Parts of the exercise:
1 – Reproduce the portion of the passage about Google Cloud's H4D instances starting at "These improvements are" and ending at "ported to GPUs.".
2 – For each statement below, say whether it agrees with the passage about Google Cloud's H4D instances, and answer yes or no with the deciding words of the passage quoted exactly. (a) The previous-generation H3 instances had 88 cores. (b) Final pricing for H4D has already been announced. (c) HPC centers with budget constraints typically prefer cloud leasing over building their own clusters.
3 – Write what comes next in the passage about Google Cloud's H4D instances, picking up after its last sentence.

These improvements are attributed to H4D’s higher core density, optimized memory bandwidth, and the low-latency characteristics of Titanium/Falcon networking.

Google Cloud’s HPC Strategy and Market Impact

Targeting Budget-Constrained HPC Centers

HPC centers with budget constraints typically prefer to build their own x86 clusters, amortizing server, switch, and storage costs over 4-5 years or longer, making this approach more cost-effective than cloud leasing. However, when tasks are time-sensitive or require ultra-large-scale computing power, the immediate scalability of cloud services becomes a key advantage. Google precisely addresses this need through H4D instances, offering high-performance CPU instances for traditional HPC workloads that have not yet been ported to GPUs.

Cost-Effectiveness Analysis

Although H4D’s final pricing has not been announced, based on the previous generation H3 instances (88-core Sapphire Rapids, HPL performance 7.4 TFLOPS, $4.9236 per hour), H4D (192 cores, 12 TFLOPS) is estimated to cost about $7.8777 per hour on-demand, with an annual rental cost of approximately $69,056, or $5,755 per TFLOPS.

Supplied entries:

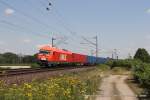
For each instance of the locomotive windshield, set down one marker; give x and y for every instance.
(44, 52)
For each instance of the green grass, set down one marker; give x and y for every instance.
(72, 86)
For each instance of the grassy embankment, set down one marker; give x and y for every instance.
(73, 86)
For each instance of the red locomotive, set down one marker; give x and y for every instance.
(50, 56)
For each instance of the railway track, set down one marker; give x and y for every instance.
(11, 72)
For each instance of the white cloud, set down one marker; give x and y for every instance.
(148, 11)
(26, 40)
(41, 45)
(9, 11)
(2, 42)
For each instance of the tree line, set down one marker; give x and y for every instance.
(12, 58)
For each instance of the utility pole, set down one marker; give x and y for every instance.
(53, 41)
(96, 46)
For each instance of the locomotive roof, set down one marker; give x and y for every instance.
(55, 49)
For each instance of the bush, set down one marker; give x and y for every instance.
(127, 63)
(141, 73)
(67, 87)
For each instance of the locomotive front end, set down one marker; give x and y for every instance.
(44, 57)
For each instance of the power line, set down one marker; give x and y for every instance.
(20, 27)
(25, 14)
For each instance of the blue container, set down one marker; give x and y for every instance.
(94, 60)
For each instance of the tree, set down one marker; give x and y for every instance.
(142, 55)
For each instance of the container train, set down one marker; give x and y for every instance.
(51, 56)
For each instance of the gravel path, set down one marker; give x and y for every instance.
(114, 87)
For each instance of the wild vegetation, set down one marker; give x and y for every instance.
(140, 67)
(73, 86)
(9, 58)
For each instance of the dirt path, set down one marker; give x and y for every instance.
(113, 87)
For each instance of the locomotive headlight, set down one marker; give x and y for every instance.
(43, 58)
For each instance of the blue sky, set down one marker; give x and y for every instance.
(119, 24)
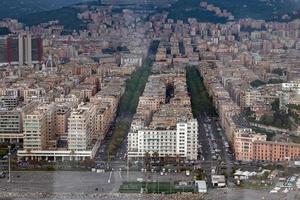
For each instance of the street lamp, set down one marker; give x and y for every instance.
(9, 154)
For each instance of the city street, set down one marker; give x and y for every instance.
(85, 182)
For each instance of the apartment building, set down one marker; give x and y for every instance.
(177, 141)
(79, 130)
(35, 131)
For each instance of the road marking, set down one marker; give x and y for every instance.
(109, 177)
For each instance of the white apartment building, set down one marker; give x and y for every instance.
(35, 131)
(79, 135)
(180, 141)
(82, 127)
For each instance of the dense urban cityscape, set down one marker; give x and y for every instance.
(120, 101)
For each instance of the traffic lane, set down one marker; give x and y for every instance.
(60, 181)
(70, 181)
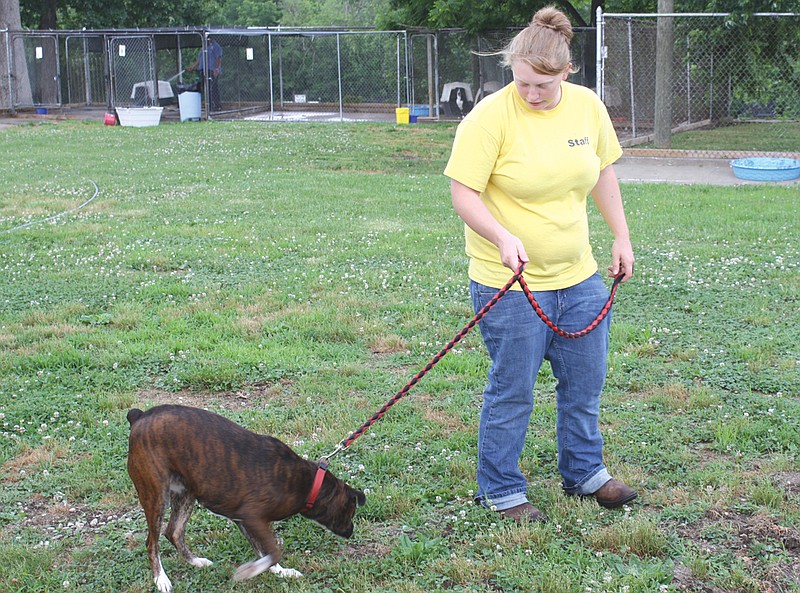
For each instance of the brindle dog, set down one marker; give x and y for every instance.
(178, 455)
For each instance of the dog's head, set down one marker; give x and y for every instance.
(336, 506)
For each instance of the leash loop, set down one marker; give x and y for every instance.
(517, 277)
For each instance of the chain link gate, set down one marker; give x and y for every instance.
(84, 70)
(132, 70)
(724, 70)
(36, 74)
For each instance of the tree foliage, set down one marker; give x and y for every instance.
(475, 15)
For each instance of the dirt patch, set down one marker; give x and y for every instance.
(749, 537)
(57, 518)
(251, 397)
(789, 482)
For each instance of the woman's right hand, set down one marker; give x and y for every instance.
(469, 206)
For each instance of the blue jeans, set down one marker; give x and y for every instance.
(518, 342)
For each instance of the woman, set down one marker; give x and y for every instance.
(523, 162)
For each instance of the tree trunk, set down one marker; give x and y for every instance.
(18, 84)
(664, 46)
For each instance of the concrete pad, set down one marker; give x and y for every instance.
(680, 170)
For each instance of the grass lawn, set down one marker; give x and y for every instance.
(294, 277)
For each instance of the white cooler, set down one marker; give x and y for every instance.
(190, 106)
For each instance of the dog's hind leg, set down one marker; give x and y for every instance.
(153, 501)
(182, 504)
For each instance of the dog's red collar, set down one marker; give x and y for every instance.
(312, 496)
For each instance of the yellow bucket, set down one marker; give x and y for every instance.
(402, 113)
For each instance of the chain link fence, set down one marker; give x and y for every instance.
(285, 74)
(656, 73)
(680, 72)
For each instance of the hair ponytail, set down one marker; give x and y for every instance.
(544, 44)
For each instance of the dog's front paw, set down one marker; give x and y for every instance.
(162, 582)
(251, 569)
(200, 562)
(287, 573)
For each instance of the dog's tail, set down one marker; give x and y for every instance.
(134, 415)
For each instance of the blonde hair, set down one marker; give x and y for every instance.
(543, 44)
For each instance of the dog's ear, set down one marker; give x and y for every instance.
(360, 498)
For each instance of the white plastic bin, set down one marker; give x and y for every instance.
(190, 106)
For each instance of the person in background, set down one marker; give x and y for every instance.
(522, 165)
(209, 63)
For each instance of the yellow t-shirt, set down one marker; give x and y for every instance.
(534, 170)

==

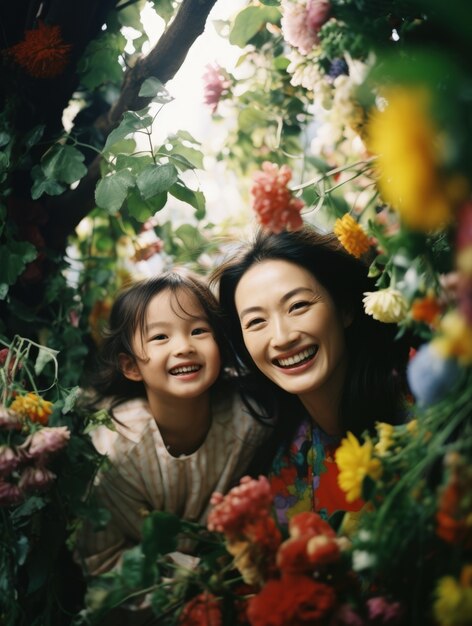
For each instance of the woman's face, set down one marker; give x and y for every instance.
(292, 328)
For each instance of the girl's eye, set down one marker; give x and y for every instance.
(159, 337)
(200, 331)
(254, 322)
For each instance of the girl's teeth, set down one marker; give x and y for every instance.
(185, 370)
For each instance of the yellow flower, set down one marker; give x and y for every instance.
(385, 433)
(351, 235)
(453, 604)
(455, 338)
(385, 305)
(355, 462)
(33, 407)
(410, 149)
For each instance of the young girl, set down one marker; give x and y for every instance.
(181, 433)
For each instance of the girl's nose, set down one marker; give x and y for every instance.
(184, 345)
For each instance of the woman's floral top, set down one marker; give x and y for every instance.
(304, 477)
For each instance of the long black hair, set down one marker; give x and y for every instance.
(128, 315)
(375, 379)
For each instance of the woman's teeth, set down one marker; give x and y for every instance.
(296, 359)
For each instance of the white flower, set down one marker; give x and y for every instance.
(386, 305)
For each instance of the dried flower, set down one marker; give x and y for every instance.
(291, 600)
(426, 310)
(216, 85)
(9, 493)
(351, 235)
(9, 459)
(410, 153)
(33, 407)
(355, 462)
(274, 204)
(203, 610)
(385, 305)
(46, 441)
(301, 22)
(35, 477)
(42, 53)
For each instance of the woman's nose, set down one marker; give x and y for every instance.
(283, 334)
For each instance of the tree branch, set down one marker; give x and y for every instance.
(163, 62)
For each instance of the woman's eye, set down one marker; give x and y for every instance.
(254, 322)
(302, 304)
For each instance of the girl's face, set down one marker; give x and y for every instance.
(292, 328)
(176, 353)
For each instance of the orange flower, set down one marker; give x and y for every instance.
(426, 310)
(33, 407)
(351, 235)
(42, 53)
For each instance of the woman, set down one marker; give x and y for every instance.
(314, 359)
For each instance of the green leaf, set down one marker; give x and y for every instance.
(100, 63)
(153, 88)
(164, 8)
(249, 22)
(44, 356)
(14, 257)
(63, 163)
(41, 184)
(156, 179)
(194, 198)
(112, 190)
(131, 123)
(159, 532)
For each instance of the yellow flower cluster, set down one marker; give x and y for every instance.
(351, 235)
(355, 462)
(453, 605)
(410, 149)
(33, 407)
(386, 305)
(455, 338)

Expected responses:
1 –
These improvements are attributed to H4D’s higher core density, optimized memory bandwidth, and the low-latency characteristics of Titanium/Falcon networking.

Google Cloud’s HPC Strategy and Market Impact

Targeting Budget-Constrained HPC Centers

HPC centers with budget constraints typically prefer to build their own x86 clusters, amortizing server, switch, and storage costs over 4-5 years or longer, making this approach more cost-effective than cloud leasing. However, when tasks are time-sensitive or require ultra-large-scale computing power, the immediate scalability of cloud services becomes a key advantage. Google precisely addresses this need through H4D instances, offering high-performance CPU instances for traditional HPC workloads that have not yet been ported to GPUs.

2 –
(a) Yes: "88-core Sapphire Rapids"
(b) No: "H4D’s final pricing has not been announced"
(c) No: "HPC centers with budget constraints typically prefer to build their own x86 clusters"

3 –
In comparison, A3 instances (single H100 GPU, FP64 vector performance 33.5 TFLOPS) have an annual rental cost of $96,963, approximately $2,895 per TFLOPS (vector) or $1,448 per TFLOPS (tensor). A4 instances (single B200 GPU, FP64 performance 40 TFLOPS) are estimated to have an annual rental cost of $193,923, approximately $4,848 per TFLOPS.

Although H4D’s unit computing power cost is higher than GPU instances, its 1488 GB memory and 3.75 TB local storage are more suitable for memory-intensive HPC tasks. Additionally, there’s no need to modify existing code, reducing migration costs.

Flexibility and Applicability

H4D’s three configurations (720 GB, 1488 GB, 1488 GB+3.75 TB) provide diverse options for HPC centers. Budget-constrained institutions can choose lower-configuration versions to control costs, while users requiring high throughput can choose higher-configuration versions to meet complex simulation needs.

The on-demand scalability of cloud services means HPC centers don’t need to bear hardware maintenance and data center operation costs, making it particularly suitable for temporary or burst tasks such as earthquake simulations or genomic analysis.

Google’s simultaneously launched A4 and A4X instances, based on NVIDIA Blackwell B200 GPUs, provide 72 PFLOPS (8 GPUs) and 720 PFLOPS (72 GPUs) of FP8 performance respectively, a 2.25x improvement over the previous generation A3 Mega (H100 GPU). A4X supports MPI communication through NVLink/NVSwitch, naturally adapting to HPC tasks such as parallel finite element analysis.

Google’s strategy is to cover traditional CPU workloads through H4D while meeting the needs of AI and HPC convergence with A4/A4X. For example, molecular dynamics can leverage H4D’s FP64 performance, while machine learning-driven material simulations can utilize A4’s FP8 computing power. This dual-line layout enhances Google Cloud’s appeal to the HPC market.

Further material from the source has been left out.